From the data that follows, copy every line holding the string "background".

------

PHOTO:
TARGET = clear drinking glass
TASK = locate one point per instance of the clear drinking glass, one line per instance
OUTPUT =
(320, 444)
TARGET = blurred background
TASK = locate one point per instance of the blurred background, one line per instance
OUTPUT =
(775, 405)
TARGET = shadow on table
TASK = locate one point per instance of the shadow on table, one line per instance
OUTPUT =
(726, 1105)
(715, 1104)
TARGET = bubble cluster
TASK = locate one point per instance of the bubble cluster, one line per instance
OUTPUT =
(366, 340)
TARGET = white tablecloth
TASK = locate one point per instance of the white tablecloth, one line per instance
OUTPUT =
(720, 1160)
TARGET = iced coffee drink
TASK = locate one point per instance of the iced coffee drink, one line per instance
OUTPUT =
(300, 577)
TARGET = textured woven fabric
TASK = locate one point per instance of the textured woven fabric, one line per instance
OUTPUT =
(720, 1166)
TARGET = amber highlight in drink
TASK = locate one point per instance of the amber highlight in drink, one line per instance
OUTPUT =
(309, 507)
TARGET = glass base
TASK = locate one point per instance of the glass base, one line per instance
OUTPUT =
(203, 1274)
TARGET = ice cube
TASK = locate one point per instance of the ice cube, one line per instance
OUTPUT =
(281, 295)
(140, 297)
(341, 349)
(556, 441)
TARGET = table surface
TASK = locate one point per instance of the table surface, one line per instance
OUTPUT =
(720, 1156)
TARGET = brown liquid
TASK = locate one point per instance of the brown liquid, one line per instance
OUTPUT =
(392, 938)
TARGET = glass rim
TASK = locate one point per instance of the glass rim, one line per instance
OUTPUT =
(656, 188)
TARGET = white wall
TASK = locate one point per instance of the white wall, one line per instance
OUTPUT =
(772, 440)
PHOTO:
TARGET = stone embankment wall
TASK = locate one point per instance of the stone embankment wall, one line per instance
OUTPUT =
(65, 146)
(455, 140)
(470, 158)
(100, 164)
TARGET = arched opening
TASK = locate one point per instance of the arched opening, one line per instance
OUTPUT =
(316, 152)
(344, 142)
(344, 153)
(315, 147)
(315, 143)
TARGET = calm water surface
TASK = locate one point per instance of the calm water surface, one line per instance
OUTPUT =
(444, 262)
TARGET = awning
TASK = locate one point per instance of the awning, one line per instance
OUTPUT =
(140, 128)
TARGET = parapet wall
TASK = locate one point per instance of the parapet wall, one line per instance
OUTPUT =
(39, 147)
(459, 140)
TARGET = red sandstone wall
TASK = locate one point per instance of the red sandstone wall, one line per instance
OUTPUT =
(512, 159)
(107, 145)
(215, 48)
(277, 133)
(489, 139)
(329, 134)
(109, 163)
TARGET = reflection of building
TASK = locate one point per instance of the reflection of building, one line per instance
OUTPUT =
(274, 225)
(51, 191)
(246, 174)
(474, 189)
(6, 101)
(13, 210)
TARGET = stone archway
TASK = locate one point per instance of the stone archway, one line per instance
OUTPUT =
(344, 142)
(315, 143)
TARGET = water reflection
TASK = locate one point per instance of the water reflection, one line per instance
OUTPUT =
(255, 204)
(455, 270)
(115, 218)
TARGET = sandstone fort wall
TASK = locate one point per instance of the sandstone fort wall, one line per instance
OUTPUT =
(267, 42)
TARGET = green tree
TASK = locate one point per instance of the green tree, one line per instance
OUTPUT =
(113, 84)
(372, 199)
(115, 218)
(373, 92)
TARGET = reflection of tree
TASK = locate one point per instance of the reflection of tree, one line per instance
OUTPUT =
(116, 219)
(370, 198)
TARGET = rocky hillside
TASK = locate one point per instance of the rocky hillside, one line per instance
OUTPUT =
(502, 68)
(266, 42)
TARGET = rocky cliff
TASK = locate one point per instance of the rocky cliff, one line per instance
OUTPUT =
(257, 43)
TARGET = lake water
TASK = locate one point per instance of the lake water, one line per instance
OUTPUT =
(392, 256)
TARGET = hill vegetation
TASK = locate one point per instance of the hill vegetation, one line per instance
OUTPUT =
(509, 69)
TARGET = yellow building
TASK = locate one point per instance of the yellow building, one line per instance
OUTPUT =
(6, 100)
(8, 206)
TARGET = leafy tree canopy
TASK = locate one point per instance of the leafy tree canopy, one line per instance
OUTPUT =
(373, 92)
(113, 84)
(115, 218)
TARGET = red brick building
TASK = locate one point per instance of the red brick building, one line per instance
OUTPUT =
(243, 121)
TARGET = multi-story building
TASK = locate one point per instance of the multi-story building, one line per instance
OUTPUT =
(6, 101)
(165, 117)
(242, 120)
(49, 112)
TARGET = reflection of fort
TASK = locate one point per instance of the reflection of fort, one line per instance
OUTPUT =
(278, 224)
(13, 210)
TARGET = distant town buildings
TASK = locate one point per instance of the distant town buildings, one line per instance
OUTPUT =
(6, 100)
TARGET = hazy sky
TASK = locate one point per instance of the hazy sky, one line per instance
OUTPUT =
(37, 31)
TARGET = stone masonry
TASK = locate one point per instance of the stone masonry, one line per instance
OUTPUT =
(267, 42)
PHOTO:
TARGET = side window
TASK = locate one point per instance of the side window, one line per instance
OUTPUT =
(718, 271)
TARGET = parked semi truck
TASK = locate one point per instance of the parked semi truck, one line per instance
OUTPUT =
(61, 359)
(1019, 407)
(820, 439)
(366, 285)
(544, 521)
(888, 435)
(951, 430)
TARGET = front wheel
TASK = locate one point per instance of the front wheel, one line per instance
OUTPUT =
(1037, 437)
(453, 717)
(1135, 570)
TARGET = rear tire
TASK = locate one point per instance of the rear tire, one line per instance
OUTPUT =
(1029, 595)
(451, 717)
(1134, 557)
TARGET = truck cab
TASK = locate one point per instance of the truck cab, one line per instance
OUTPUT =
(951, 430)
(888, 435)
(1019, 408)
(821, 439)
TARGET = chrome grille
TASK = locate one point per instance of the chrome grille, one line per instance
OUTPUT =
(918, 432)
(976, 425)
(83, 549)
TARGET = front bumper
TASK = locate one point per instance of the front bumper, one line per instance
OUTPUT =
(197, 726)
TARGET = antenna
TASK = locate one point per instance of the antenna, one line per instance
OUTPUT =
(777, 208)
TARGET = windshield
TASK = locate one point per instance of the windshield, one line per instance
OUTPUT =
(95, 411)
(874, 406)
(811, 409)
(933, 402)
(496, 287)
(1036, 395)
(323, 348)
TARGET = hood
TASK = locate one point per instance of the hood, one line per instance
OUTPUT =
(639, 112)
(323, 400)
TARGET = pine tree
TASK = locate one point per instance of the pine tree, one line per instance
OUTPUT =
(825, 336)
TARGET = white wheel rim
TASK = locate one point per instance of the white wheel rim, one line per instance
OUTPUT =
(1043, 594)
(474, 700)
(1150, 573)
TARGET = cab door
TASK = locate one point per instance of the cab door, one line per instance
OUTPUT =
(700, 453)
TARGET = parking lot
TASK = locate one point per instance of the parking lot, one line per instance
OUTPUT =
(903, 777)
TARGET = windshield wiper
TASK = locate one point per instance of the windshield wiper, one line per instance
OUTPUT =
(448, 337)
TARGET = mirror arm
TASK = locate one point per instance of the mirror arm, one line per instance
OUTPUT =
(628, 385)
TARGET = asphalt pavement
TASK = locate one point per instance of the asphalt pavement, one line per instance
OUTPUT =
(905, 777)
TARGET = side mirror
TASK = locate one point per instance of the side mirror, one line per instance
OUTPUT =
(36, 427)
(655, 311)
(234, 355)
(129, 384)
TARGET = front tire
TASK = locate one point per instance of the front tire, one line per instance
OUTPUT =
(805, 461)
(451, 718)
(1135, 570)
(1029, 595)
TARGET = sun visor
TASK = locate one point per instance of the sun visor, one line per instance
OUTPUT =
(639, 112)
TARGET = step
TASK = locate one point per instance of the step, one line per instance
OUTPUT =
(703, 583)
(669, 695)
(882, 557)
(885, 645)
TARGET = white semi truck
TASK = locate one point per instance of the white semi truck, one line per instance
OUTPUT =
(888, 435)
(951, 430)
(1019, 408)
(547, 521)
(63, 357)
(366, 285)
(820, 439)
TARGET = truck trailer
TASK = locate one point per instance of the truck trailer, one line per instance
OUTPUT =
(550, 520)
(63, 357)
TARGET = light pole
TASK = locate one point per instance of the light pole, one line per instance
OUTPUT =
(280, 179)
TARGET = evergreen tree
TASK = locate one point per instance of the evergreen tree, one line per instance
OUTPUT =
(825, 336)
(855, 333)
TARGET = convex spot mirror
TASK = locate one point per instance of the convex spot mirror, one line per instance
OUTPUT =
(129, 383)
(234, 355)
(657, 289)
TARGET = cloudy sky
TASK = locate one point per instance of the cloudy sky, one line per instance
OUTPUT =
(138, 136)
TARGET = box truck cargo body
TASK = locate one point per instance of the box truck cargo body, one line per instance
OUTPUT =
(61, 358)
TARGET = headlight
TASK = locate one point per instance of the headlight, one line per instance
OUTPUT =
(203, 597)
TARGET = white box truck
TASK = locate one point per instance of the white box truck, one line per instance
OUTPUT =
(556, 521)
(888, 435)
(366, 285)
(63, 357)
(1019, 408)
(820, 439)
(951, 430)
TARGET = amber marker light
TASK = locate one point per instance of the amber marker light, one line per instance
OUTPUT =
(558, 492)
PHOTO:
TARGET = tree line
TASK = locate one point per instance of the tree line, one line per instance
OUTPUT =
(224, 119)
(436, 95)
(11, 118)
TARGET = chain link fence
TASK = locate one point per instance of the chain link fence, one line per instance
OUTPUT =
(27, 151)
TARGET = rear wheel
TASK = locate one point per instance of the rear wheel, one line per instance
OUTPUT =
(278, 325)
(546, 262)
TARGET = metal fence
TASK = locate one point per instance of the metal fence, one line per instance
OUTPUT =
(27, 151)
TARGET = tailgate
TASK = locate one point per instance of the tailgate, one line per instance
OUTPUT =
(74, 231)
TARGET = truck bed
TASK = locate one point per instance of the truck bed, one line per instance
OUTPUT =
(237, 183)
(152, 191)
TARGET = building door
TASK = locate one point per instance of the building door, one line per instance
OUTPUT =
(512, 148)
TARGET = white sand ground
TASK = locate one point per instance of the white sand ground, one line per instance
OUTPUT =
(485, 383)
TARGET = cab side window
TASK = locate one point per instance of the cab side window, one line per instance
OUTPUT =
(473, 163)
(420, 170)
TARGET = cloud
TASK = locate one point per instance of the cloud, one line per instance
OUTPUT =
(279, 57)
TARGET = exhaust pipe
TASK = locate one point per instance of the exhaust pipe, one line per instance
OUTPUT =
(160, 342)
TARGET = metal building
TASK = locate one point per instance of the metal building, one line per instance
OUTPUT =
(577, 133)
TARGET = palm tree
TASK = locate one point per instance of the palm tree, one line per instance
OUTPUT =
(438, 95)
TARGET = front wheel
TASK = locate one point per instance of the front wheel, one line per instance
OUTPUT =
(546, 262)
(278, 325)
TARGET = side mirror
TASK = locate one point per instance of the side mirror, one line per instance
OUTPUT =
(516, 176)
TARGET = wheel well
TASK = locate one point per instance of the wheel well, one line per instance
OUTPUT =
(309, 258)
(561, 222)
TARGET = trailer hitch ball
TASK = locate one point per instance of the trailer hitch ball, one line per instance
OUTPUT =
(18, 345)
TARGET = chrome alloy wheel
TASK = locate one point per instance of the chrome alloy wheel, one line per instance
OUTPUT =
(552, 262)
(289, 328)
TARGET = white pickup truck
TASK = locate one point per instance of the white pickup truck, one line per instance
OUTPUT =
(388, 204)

------

=== Exercise solution ===
TARGET = blurred background
TASK = locate one point per instance of the blurred background, one line per instance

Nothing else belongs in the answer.